## Start Extracted records
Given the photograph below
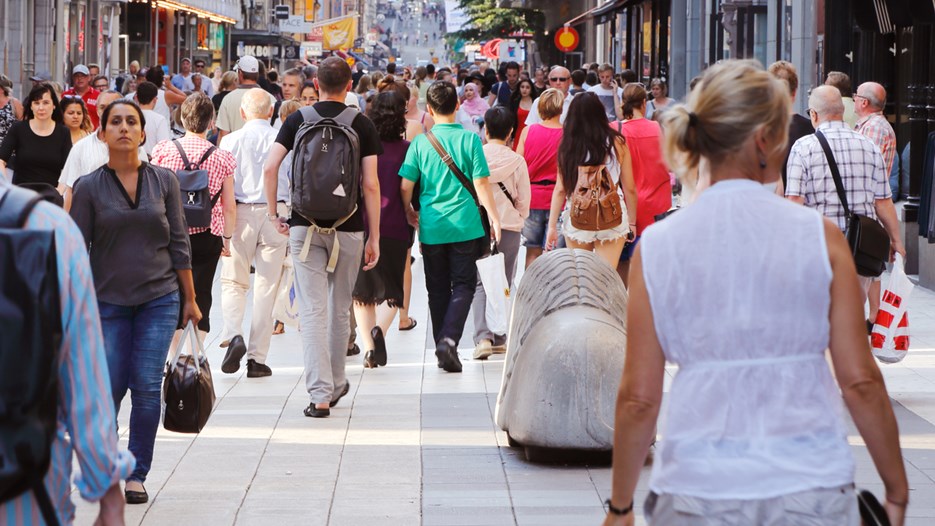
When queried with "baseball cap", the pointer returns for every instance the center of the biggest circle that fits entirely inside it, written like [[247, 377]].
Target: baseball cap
[[248, 64]]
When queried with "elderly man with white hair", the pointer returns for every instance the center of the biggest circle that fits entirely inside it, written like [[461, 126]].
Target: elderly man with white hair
[[255, 240]]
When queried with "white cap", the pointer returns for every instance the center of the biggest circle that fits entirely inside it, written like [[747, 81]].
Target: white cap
[[248, 64]]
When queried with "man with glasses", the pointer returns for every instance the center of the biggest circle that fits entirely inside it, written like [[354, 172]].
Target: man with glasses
[[560, 79]]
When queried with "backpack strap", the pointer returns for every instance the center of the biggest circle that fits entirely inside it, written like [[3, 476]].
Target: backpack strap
[[15, 206]]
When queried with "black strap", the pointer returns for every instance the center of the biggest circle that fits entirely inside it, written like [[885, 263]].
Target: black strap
[[835, 174], [15, 206]]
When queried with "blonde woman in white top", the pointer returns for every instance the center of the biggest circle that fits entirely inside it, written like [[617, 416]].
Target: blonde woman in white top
[[745, 291]]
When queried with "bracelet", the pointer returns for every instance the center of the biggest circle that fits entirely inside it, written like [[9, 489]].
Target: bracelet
[[617, 511]]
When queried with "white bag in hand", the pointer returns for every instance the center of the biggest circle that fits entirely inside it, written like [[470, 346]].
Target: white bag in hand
[[890, 337], [492, 272]]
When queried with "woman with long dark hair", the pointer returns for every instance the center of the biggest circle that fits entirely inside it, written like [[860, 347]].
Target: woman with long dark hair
[[384, 283], [40, 141], [588, 146]]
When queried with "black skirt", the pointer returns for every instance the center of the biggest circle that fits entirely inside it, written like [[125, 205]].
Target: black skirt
[[384, 282]]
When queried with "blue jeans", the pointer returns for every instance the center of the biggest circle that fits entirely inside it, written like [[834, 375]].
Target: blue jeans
[[136, 341]]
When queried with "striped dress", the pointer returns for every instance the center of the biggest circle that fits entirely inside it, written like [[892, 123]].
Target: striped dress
[[86, 420]]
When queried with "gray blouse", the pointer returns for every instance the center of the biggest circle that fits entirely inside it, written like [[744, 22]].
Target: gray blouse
[[135, 245]]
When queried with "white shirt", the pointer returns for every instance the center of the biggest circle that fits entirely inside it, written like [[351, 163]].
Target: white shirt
[[533, 117], [88, 155], [157, 130], [250, 146], [754, 406]]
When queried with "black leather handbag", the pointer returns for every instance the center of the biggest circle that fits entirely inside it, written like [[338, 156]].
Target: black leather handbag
[[869, 242], [188, 389]]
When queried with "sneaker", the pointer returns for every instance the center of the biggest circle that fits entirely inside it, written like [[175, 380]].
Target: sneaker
[[235, 352], [483, 350], [447, 353], [257, 370]]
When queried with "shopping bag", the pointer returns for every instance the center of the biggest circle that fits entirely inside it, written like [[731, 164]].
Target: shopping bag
[[188, 389], [286, 307], [492, 272], [890, 336]]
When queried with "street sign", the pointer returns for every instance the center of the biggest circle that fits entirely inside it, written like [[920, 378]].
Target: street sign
[[566, 39]]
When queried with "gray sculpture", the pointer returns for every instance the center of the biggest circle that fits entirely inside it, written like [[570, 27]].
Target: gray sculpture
[[565, 355]]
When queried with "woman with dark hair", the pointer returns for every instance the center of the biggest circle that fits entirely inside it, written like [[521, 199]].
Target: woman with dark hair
[[40, 142], [131, 217], [585, 146], [520, 103], [384, 283]]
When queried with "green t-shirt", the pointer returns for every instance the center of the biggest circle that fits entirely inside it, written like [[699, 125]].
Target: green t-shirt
[[448, 213]]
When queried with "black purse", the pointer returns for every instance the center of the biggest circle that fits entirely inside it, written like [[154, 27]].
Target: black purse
[[188, 388], [869, 242], [486, 244]]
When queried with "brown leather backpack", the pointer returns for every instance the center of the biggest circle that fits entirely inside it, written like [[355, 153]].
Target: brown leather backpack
[[595, 204]]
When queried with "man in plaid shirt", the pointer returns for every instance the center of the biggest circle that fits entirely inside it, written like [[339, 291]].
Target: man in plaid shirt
[[863, 171]]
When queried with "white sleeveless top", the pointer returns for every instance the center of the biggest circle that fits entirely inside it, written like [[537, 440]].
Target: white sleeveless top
[[739, 284]]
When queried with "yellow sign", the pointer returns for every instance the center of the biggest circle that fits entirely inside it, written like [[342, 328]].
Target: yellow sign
[[340, 34]]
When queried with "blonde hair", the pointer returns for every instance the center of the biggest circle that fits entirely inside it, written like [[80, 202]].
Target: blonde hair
[[551, 103], [735, 99]]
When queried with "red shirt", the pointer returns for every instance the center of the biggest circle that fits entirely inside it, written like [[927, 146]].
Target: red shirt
[[90, 100]]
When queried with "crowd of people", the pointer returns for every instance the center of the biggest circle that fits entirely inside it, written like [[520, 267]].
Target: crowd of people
[[460, 159]]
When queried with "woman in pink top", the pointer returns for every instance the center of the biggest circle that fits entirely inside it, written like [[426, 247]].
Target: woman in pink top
[[538, 144], [653, 185]]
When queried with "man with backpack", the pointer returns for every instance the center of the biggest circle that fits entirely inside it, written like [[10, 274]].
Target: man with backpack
[[334, 189], [51, 381]]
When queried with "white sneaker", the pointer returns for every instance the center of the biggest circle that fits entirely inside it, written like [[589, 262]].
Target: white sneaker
[[483, 350]]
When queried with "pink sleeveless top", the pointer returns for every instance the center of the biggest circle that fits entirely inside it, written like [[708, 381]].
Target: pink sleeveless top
[[541, 154]]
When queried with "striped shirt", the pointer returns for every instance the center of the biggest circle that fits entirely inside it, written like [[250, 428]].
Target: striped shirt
[[86, 420]]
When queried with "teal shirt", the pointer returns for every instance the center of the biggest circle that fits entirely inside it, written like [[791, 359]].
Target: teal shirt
[[448, 213]]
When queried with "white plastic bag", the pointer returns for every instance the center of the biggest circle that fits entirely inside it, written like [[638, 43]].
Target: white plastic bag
[[286, 308], [492, 272], [890, 337]]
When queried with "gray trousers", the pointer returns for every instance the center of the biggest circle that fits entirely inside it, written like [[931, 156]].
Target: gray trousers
[[324, 304], [818, 507], [509, 247]]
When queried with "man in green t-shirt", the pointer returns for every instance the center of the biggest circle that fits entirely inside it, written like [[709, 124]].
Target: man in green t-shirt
[[449, 223]]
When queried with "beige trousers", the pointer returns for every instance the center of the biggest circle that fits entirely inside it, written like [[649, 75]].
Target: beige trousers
[[255, 241]]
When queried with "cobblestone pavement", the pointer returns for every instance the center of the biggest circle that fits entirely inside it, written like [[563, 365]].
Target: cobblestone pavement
[[412, 445]]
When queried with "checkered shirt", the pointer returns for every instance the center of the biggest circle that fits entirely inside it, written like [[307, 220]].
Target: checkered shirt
[[862, 170], [220, 165]]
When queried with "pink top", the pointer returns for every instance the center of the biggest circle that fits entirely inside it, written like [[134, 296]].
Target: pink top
[[541, 154], [650, 173]]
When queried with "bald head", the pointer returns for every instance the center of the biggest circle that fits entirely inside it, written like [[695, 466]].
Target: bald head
[[827, 103], [256, 104]]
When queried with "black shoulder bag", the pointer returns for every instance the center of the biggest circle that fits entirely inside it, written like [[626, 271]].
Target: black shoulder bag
[[485, 248], [869, 242]]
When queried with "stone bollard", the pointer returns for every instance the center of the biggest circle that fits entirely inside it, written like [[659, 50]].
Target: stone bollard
[[565, 355]]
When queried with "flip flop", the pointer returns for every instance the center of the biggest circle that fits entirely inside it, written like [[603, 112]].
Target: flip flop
[[411, 326]]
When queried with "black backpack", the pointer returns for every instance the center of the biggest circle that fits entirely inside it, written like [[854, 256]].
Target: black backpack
[[197, 201], [326, 167], [31, 329]]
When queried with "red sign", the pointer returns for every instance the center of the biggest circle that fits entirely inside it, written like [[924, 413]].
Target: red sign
[[566, 39]]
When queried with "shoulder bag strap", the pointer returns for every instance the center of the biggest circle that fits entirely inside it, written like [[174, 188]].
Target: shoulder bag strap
[[835, 174], [446, 158]]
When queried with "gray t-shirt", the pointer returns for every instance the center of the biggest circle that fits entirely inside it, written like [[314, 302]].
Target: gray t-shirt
[[136, 244]]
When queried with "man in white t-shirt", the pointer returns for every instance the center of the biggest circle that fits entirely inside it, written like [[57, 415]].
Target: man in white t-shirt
[[608, 92], [89, 153], [560, 79], [157, 127]]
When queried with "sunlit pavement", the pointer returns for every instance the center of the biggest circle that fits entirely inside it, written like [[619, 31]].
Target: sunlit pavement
[[413, 445]]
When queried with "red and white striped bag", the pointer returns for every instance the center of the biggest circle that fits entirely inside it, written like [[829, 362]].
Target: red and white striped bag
[[890, 337]]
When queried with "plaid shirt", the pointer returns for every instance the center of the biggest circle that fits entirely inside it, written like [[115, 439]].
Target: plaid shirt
[[862, 170], [220, 165], [876, 128]]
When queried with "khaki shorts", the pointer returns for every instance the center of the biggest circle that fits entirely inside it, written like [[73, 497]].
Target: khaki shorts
[[818, 507]]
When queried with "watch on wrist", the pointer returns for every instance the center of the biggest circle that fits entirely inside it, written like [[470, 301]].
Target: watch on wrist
[[620, 512]]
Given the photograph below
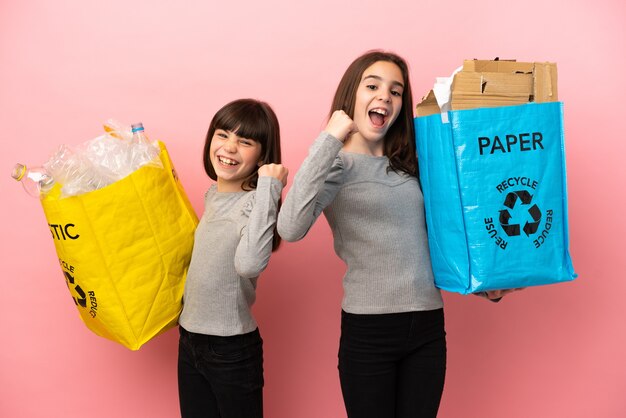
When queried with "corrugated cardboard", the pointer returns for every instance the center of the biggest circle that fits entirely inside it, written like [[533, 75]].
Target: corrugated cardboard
[[484, 83]]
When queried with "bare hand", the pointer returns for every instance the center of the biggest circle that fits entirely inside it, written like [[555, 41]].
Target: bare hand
[[341, 126], [497, 294], [278, 171]]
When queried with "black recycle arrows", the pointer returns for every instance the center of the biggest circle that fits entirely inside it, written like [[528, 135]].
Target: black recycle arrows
[[505, 216]]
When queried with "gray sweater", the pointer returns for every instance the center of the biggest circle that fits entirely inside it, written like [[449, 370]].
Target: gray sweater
[[233, 244], [377, 219]]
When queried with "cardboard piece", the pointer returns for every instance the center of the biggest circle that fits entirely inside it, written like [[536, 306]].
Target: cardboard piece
[[485, 83]]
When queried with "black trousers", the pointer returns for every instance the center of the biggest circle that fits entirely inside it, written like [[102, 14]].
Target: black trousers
[[220, 377], [392, 365]]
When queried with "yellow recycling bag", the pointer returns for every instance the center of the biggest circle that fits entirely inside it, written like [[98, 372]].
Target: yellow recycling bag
[[124, 250]]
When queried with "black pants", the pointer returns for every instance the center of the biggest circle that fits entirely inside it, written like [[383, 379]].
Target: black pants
[[220, 377], [392, 365]]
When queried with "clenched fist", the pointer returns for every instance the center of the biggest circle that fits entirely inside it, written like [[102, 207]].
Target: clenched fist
[[278, 171], [340, 125]]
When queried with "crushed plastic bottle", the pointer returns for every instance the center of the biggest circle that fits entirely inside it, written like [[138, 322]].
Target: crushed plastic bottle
[[36, 180], [75, 172], [101, 161], [143, 152]]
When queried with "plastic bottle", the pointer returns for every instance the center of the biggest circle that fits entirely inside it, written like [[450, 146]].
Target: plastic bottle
[[142, 151], [36, 181]]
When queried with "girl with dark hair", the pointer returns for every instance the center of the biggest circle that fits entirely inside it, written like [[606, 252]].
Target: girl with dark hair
[[220, 357], [362, 173]]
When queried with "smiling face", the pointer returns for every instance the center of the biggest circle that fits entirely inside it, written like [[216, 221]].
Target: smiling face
[[377, 105], [233, 158]]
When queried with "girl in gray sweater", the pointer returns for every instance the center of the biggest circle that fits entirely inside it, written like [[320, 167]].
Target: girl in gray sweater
[[361, 172], [220, 361]]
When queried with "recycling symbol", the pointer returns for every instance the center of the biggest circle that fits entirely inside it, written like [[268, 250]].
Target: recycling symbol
[[82, 297], [532, 219]]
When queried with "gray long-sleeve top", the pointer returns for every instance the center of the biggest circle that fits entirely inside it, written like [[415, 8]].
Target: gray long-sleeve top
[[377, 219], [233, 244]]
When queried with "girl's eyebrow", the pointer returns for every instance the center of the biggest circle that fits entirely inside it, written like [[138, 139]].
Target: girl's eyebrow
[[379, 78]]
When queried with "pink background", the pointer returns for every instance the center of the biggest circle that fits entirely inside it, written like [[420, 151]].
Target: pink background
[[67, 66]]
## End Extracted records
• Your objective
Copy the data from the line with "like [[528, 135]]." up to and including the line with "[[233, 244], [377, 219]]", raising every coordinate in the answers by 8. Keep all other text unchanged, including the coordinates after "written like".

• Expected answer
When queried with "black recycle arrows", the pointer returns for every instance the center of the biggest circle that fits entirely inside it, written like [[528, 135]].
Target: black recycle arrows
[[513, 224]]
When queried with "gray sweater", the pointer returns for every instance the center of the biggest circle that fits entirely inside it, written like [[449, 370]].
Target: gray sweater
[[241, 252], [385, 227]]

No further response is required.